● **Aim**: Please rewrite the material below as a JSON list of strings, with one string for each line and no blank lines.

* begin *

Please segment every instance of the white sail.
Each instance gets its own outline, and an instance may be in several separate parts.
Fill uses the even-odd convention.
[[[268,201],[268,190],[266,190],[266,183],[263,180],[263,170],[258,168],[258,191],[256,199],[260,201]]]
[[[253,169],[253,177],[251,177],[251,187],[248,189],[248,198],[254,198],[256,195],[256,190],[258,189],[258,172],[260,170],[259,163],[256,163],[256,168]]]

* end *

● **Answer for this exercise**:
[
  "Please segment every instance of the white sail.",
  "Each instance gets its own outline, and an instance may be in several separate parts.",
  "Fill uses the even-odd convention.",
  "[[[268,201],[268,190],[266,190],[266,183],[263,180],[263,170],[258,168],[258,191],[256,199],[260,201]]]",
  "[[[253,169],[253,177],[251,177],[251,187],[248,189],[248,198],[254,198],[256,195],[256,190],[258,189],[258,172],[260,170],[259,163],[256,163],[256,168]]]"
]